BEGIN Record extracts

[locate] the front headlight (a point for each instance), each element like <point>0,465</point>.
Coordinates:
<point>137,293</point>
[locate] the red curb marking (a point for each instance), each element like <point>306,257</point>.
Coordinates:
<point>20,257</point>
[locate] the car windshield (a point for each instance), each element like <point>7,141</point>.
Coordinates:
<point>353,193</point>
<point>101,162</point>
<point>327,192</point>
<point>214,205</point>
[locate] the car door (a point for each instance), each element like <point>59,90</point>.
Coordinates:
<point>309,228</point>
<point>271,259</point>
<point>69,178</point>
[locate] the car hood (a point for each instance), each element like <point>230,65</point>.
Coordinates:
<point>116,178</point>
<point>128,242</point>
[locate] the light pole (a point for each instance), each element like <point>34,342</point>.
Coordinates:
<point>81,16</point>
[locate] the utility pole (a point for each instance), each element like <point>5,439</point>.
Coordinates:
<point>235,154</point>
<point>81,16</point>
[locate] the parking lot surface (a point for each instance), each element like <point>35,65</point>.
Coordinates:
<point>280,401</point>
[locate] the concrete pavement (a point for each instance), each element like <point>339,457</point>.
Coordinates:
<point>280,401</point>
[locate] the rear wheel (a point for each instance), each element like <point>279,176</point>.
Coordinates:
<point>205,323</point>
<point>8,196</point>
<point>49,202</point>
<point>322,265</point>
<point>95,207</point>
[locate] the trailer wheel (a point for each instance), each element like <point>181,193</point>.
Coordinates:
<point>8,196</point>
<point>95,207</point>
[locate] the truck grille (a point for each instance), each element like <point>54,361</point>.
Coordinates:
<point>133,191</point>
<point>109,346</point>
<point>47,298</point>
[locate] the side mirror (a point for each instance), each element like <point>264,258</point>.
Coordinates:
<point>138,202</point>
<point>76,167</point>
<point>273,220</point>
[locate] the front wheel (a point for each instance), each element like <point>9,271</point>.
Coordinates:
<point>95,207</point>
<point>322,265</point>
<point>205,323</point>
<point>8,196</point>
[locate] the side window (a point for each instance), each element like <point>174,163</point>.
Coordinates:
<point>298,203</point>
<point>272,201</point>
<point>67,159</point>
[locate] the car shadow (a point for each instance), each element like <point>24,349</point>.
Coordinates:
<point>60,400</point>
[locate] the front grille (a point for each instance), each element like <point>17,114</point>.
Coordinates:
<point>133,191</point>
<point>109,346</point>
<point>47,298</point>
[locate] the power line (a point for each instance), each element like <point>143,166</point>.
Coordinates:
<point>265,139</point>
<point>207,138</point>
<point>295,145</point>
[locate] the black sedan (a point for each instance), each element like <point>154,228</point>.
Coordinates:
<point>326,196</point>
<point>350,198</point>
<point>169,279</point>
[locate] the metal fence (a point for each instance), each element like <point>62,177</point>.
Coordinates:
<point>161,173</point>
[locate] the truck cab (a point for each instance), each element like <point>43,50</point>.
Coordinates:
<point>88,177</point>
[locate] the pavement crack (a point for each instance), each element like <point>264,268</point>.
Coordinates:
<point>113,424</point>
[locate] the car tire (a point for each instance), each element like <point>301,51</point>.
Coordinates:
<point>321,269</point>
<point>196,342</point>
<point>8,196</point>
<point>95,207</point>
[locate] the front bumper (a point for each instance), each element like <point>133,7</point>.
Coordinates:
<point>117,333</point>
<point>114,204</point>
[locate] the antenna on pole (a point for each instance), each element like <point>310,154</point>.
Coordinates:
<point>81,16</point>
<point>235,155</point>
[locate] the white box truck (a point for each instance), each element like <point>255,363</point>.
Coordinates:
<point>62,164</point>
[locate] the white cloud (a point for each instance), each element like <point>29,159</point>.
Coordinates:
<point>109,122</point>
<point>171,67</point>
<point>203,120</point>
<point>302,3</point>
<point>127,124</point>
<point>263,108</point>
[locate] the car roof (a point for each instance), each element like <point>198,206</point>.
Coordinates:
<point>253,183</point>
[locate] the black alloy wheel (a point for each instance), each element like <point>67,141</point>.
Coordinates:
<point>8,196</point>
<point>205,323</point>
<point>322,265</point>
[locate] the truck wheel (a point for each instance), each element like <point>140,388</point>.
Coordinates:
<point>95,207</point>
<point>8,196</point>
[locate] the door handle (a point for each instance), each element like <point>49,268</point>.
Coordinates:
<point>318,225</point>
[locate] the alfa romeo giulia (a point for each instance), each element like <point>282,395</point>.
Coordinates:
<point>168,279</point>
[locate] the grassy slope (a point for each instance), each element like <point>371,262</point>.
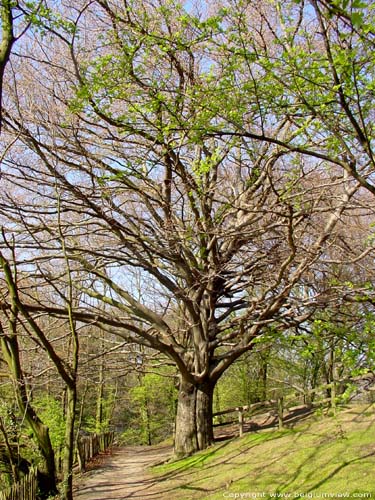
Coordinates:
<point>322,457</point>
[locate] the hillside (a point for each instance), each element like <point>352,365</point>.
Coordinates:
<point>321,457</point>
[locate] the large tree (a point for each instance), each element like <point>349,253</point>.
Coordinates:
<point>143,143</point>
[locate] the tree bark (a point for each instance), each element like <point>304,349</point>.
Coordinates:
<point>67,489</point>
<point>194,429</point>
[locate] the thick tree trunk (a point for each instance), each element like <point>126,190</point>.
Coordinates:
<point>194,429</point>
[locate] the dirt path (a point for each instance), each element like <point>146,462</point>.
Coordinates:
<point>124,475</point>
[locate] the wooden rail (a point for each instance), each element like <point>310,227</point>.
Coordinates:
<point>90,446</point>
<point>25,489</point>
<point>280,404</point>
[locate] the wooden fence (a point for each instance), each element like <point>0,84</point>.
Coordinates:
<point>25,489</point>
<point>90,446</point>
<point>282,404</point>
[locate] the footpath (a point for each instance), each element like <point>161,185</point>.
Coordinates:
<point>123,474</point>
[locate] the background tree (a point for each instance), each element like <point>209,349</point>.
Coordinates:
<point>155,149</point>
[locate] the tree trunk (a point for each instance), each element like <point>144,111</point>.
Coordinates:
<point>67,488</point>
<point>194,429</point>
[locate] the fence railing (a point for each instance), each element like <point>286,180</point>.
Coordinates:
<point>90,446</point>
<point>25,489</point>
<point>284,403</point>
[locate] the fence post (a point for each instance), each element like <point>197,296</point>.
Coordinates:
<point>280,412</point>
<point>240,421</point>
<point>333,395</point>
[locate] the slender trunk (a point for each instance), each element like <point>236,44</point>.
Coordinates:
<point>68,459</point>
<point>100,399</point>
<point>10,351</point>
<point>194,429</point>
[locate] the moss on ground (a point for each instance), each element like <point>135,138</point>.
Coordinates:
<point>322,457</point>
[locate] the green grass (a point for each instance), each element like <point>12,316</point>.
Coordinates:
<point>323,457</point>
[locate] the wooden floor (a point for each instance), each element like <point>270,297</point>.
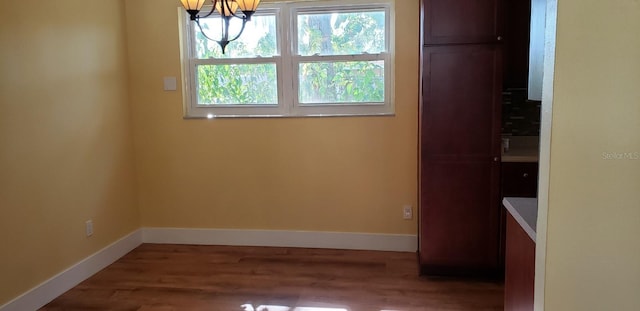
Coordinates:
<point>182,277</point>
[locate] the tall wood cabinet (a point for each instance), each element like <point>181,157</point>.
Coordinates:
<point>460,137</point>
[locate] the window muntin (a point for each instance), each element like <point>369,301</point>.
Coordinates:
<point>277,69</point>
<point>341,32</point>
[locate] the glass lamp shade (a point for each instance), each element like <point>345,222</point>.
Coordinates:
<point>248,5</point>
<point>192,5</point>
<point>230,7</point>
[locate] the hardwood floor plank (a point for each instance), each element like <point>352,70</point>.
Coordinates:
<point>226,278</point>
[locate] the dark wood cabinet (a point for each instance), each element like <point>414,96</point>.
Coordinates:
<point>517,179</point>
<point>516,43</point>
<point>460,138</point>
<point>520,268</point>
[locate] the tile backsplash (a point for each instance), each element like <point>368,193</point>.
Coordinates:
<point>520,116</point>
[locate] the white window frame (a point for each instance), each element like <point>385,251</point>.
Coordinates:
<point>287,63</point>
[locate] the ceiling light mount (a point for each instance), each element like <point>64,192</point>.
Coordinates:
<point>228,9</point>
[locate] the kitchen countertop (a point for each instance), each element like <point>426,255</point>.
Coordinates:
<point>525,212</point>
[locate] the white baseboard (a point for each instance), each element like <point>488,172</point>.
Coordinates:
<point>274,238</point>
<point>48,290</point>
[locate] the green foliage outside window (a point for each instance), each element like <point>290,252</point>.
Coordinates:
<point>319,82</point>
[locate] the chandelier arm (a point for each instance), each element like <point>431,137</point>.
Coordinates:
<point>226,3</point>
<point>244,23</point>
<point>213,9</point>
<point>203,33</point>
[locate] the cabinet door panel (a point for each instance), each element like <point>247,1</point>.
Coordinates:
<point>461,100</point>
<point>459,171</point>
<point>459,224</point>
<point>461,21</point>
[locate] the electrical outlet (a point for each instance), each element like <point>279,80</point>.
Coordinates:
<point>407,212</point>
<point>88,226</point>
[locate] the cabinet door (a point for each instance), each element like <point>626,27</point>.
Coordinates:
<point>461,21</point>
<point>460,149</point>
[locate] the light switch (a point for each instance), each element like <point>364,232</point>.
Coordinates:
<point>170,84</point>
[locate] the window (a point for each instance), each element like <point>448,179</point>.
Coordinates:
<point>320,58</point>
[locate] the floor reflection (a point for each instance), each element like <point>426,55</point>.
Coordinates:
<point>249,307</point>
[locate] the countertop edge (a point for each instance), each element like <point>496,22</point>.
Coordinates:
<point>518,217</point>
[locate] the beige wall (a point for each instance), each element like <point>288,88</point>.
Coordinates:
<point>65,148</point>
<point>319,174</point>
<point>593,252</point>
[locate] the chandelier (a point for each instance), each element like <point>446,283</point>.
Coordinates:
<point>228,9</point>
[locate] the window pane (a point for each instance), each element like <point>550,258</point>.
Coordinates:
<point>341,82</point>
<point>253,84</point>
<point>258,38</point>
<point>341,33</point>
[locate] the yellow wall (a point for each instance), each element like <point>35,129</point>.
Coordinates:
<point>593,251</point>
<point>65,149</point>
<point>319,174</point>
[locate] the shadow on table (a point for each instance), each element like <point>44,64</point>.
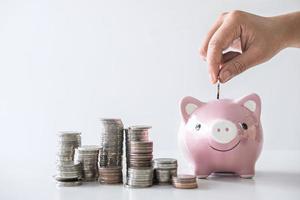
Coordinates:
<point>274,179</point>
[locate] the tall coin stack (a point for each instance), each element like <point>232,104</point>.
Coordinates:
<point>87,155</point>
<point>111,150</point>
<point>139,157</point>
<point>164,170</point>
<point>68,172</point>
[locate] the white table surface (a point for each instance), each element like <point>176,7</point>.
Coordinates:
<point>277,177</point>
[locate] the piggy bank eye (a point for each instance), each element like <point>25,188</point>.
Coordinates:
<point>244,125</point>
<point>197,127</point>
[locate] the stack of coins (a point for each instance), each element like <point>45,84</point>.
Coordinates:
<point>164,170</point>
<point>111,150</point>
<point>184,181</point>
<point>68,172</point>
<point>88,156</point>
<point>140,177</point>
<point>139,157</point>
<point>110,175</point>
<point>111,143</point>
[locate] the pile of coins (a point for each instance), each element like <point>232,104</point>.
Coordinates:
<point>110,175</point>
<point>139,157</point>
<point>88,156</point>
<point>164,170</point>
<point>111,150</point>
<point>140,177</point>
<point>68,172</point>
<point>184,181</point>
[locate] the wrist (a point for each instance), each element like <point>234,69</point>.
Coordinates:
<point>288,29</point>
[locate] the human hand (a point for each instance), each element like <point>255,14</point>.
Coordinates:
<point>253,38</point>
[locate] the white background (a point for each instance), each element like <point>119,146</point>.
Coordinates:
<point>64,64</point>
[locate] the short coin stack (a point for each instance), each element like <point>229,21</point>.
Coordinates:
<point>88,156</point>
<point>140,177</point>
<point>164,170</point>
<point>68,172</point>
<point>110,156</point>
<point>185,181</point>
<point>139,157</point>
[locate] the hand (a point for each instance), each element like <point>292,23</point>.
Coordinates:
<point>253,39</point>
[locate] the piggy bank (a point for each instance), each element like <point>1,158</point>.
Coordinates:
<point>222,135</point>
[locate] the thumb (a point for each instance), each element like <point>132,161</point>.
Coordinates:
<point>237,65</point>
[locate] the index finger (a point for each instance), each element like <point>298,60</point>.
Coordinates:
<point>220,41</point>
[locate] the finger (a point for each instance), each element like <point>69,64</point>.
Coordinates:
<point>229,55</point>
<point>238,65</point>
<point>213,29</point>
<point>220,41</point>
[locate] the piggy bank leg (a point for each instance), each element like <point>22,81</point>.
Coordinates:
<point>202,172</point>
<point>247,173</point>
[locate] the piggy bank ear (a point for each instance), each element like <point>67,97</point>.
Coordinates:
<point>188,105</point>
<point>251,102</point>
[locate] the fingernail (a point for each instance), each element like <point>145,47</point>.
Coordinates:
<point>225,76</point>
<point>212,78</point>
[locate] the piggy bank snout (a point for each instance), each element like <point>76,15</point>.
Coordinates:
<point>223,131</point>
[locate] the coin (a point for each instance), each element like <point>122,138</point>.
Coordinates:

END Record extracts

* **The request**
Please present the rows from the beginning of the excerpt through the line containing "<point>20,257</point>" as a numbered list, leaving out any blank lines.

* **Output of the task**
1. [locate] the front headlight (a point for each instance), each element like <point>0,465</point>.
2. Coordinates:
3. <point>137,293</point>
4. [locate] the red curb marking (a point for each instance), each element like <point>306,257</point>.
5. Coordinates:
6. <point>20,257</point>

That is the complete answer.